• _TASK INSTRUCTIONS_
Since the pictures are not wanted, reproduce only the rest of the records, exactly as given.

[Dataset items]

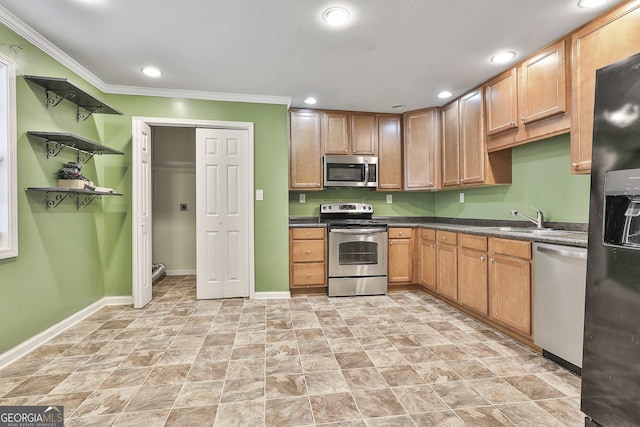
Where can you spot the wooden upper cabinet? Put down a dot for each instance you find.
(389, 152)
(422, 149)
(502, 102)
(364, 134)
(543, 84)
(605, 40)
(349, 133)
(305, 150)
(336, 133)
(450, 145)
(472, 141)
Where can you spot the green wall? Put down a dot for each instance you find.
(541, 178)
(69, 258)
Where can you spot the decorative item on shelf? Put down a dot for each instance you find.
(70, 177)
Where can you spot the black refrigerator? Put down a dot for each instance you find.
(611, 354)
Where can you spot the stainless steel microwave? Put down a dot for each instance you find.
(350, 171)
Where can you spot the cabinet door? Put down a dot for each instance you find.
(610, 38)
(336, 133)
(543, 84)
(390, 153)
(399, 261)
(428, 264)
(447, 271)
(510, 292)
(472, 280)
(305, 151)
(450, 145)
(364, 134)
(502, 102)
(421, 150)
(472, 138)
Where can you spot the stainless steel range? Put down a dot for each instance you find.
(357, 250)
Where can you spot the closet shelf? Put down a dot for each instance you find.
(56, 141)
(57, 89)
(55, 195)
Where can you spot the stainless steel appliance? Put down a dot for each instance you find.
(357, 250)
(560, 277)
(350, 171)
(611, 353)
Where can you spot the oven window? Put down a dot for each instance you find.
(344, 172)
(358, 253)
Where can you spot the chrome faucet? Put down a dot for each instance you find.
(538, 221)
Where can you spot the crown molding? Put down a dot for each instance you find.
(35, 38)
(194, 94)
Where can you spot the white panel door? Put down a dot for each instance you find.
(223, 192)
(142, 289)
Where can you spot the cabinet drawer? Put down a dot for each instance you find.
(399, 233)
(308, 274)
(472, 241)
(515, 248)
(428, 234)
(308, 250)
(307, 233)
(448, 237)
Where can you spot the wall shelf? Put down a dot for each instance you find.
(56, 141)
(55, 195)
(58, 89)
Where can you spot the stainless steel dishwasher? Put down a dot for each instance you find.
(559, 288)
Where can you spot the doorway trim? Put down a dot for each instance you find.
(176, 122)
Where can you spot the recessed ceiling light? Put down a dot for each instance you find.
(151, 72)
(336, 16)
(590, 3)
(502, 57)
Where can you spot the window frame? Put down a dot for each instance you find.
(8, 160)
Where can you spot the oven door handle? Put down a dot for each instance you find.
(355, 231)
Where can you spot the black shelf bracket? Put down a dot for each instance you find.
(54, 198)
(55, 98)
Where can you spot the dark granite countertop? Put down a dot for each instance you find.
(561, 233)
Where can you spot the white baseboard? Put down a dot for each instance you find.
(34, 342)
(272, 295)
(181, 272)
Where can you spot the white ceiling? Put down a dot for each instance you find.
(393, 51)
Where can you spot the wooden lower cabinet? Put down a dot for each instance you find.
(400, 255)
(473, 273)
(307, 255)
(447, 264)
(427, 259)
(510, 284)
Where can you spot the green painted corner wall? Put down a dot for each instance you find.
(541, 178)
(69, 258)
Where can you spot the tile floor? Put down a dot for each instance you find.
(398, 360)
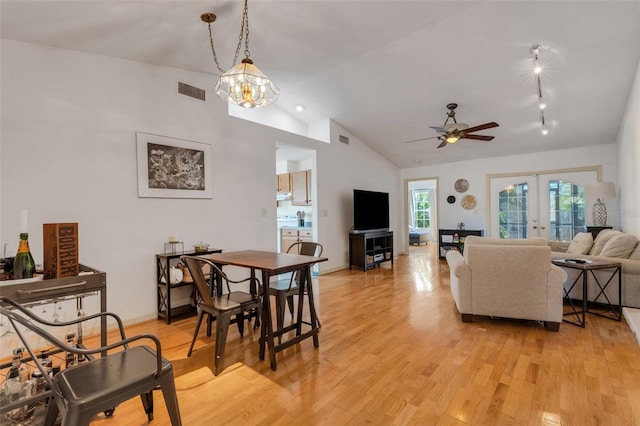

• _WRITTEN RESPONSE_
Where can you spot the wooden upper cabinet? Put down a dot for each instance you find.
(389, 152)
(422, 149)
(502, 102)
(364, 134)
(543, 84)
(605, 40)
(349, 133)
(305, 150)
(336, 133)
(450, 145)
(472, 141)
Where can you spot the green wall? Put down a dot for each instance you find.
(541, 178)
(69, 258)
Where can you spot the decorative item on shelf? Put down a dot for each instance you find.
(70, 177)
Where can you spot the black refrigerator? Put down a dot for each instance you find.
(611, 354)
Where can you spot the stainless steel microwave? Put down a dot for each instance you find.
(350, 171)
Where can you spot the cabinet door? Put down a dot for each instance you find.
(610, 38)
(336, 133)
(543, 84)
(390, 153)
(399, 261)
(428, 264)
(447, 271)
(510, 292)
(472, 280)
(305, 151)
(450, 145)
(364, 134)
(502, 102)
(421, 150)
(472, 138)
Where can you spot the stainless steel range? Put down a dot for each instance you find.
(357, 250)
Where can you spot the closet shelf? Put down a dot for each instance you find.
(56, 141)
(57, 89)
(55, 195)
Where can you spot the stainless steel appliance? Put down a dot for each instance you find.
(357, 250)
(560, 277)
(350, 171)
(611, 353)
Where can you spot the oven window? Put down a dot for each instance you find.
(344, 172)
(358, 253)
Where can you spot the chrome faucet? Put down a dot for each instance you find.
(538, 221)
Where can you spot the crown molding? Put down a dot for each instance you find.
(35, 38)
(194, 94)
Where can you spot the white panel door? Put down a dot for each instance you find.
(223, 192)
(142, 289)
Where can you spot the cabinet drawer? Put down a dot for each instance you find.
(399, 233)
(308, 274)
(472, 241)
(515, 248)
(428, 234)
(308, 250)
(307, 233)
(448, 237)
Where can you spot the wall shelf? Put down a dot for each instance you find.
(56, 141)
(55, 195)
(58, 89)
Where can you spot the stainless steel dishwasher? Put down a dot for each instance you find.
(559, 288)
Where can you spot the doorway trim? Put down a dot for each instance you find.
(176, 122)
Where can you spot the recessed ceiling light? Put down a dot for each instance you find.
(151, 72)
(336, 16)
(590, 3)
(502, 57)
Where can you spot the window frame? Put down a dot for each instance you find.
(8, 160)
Where can you spot the oven door handle? Put down a dot for each instance you find.
(355, 231)
Where can you spot the black shelf bracket? Put down a dot for each instance you find.
(54, 198)
(55, 98)
Where can you spot the dark granite countertop? Put down a dot for each instance you find.
(561, 233)
Where can you spot the white baseboard? Put down a dot for each instance you find.
(34, 342)
(272, 295)
(181, 272)
Where can you spot the white ceiling? Put down a dot for each instance you find.
(393, 51)
Where can you spot the wooden lower cabinet? Put down a dot for each instance you find.
(400, 255)
(473, 273)
(307, 255)
(447, 264)
(427, 259)
(510, 284)
Where can you spot the green painted corner wall? Put down a dot for each instance you find.
(541, 178)
(69, 258)
Where can you spot the tile floor? Put down a dot for each instance you find.
(398, 360)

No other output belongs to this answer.